Copy out, word for word, everything from the start of the rows down to and including the line that contains "[(611, 718), (64, 356)]".

━━ Data rows

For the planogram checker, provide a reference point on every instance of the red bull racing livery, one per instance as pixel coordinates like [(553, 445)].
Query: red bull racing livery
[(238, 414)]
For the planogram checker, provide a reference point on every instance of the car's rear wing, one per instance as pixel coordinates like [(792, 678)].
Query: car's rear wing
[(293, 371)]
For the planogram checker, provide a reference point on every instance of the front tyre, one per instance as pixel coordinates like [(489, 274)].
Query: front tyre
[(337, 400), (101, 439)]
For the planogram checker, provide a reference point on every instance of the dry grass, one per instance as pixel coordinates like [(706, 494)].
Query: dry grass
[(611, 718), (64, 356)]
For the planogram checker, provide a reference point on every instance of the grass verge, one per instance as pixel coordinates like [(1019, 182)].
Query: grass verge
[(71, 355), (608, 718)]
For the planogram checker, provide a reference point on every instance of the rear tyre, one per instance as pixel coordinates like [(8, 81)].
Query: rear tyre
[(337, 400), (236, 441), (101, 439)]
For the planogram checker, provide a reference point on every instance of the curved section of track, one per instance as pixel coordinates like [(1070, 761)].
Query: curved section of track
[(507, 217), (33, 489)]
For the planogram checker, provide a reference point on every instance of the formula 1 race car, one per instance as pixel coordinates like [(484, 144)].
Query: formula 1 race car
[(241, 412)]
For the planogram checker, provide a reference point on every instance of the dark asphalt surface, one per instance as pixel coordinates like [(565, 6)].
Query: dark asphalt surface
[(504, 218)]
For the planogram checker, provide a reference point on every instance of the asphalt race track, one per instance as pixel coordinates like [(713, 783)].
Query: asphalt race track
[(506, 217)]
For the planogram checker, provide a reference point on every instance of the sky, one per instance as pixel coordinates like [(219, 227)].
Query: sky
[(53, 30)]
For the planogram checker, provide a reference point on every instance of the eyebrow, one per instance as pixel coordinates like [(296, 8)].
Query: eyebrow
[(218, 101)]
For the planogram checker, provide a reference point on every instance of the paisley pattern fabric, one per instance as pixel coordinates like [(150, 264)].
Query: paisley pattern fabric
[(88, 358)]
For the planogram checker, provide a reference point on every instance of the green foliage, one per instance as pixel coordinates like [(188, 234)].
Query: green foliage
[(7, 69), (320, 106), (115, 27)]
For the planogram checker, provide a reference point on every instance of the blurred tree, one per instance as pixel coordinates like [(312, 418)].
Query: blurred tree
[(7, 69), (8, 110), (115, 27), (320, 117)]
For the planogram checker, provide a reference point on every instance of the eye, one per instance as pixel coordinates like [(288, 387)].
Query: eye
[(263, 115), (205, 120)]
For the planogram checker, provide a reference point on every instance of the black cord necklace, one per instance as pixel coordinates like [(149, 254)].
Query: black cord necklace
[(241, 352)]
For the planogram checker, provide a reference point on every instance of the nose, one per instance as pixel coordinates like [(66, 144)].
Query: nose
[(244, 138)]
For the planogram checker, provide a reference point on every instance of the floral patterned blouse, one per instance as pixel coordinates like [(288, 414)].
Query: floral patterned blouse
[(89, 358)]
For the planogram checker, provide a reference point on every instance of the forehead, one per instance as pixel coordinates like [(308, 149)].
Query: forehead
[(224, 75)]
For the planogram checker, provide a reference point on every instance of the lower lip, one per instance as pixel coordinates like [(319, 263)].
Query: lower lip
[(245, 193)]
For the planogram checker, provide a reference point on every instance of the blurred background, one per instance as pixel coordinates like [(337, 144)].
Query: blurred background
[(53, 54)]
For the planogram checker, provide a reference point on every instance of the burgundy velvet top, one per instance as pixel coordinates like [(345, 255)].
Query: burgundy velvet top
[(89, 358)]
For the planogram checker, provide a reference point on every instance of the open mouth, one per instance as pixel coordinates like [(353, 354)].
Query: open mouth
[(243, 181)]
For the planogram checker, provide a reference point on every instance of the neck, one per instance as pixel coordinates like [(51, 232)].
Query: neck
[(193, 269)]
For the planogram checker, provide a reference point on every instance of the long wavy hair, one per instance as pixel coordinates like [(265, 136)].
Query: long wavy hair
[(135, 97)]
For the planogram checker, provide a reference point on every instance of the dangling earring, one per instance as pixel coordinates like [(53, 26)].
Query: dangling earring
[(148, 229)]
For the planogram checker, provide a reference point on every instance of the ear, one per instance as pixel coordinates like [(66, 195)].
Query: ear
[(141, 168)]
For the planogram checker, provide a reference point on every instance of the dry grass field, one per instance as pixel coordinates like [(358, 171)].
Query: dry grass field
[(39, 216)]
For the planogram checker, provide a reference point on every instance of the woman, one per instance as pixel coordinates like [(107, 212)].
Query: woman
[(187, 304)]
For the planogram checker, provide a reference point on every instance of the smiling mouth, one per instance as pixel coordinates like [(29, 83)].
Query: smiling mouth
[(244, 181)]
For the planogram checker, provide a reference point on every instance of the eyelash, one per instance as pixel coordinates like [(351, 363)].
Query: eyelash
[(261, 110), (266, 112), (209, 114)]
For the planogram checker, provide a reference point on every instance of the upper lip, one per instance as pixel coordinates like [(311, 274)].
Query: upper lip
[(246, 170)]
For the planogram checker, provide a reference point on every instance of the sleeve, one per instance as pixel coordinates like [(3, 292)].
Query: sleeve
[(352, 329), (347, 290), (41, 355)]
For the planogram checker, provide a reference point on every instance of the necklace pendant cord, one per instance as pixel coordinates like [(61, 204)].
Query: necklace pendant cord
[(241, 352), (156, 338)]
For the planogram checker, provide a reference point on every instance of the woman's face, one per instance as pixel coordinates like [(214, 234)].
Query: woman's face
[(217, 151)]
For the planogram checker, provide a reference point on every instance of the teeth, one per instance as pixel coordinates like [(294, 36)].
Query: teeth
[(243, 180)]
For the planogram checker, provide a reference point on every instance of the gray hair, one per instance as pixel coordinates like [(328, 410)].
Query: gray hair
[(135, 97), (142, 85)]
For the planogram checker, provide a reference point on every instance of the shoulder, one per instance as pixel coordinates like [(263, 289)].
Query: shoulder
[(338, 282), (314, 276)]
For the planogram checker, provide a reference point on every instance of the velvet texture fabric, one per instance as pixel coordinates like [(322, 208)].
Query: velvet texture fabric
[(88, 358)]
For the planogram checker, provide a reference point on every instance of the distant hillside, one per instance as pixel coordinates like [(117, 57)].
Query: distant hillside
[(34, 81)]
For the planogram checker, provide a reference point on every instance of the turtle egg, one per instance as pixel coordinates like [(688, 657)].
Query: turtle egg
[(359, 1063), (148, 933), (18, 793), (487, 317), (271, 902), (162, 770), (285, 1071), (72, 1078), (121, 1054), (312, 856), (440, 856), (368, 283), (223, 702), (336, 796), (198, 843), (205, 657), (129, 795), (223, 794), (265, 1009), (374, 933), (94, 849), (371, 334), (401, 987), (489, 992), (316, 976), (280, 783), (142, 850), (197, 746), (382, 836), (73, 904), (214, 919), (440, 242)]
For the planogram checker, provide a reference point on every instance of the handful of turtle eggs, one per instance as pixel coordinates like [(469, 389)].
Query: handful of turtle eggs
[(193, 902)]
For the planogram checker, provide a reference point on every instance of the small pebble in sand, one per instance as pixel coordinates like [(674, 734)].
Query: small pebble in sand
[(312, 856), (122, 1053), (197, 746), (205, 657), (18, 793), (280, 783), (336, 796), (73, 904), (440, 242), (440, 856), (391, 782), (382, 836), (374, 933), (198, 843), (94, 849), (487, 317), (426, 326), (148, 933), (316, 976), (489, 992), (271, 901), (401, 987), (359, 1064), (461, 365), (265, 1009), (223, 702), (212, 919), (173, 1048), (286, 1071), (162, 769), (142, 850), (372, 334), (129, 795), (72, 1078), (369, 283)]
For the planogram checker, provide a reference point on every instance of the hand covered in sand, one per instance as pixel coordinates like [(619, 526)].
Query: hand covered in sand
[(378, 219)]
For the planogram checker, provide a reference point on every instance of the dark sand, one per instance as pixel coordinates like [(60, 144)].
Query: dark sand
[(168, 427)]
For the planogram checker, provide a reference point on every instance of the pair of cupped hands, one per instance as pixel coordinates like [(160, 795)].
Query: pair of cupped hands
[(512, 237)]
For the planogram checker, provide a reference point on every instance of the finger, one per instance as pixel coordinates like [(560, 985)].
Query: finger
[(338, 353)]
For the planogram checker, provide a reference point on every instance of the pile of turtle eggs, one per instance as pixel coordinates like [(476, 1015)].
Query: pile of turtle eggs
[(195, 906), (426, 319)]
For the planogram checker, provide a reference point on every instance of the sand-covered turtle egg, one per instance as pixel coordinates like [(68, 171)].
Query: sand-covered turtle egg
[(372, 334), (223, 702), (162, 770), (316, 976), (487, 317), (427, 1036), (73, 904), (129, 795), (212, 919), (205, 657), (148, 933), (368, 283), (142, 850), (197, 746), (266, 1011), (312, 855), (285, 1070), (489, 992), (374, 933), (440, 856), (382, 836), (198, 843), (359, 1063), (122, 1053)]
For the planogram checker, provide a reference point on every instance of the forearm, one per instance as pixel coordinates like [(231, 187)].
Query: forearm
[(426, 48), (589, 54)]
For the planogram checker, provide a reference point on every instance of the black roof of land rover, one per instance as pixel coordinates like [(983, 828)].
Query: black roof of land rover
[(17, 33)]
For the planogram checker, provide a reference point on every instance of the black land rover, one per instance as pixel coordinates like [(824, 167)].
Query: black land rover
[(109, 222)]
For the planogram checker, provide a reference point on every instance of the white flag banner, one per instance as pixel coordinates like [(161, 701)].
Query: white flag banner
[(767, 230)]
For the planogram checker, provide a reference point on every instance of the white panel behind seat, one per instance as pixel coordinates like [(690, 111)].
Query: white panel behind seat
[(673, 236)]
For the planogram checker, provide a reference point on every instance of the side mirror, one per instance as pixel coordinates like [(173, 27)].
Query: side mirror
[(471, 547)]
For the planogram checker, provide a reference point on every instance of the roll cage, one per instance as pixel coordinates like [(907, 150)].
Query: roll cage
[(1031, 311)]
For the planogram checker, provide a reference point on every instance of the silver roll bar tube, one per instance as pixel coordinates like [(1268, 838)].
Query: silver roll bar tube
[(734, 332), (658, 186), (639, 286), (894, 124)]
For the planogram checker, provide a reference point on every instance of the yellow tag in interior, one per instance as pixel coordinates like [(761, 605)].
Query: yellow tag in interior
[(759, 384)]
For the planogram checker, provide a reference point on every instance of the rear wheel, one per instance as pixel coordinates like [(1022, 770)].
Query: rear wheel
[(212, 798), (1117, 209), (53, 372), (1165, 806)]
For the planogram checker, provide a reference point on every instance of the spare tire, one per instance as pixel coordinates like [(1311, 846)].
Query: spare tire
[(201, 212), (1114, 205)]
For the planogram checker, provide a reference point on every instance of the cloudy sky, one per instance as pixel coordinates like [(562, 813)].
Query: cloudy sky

━━━━

**Result of this task:**
For the planogram checker, provide a reference point on every instance of the red bull racing livery, one per instance as pixel coordinates like [(553, 445)].
Query: red bull racing livery
[(238, 414)]
For the planogram checker, provide a reference point on every instance of the car's rear wing, one per instance as pixel coordinates like [(792, 678)].
Query: car's rear wing
[(293, 371)]
For the planogram checker, provide a reference point on every instance of the front tyre, one per instance as pixel coordinates like [(489, 274)].
Query: front tyre
[(337, 400), (101, 439)]
For the planogram checker, provide a reference point on every instance of the dry grass, one per instance as pixel coordinates like [(706, 494)].
Query: dry grass
[(611, 718), (64, 356)]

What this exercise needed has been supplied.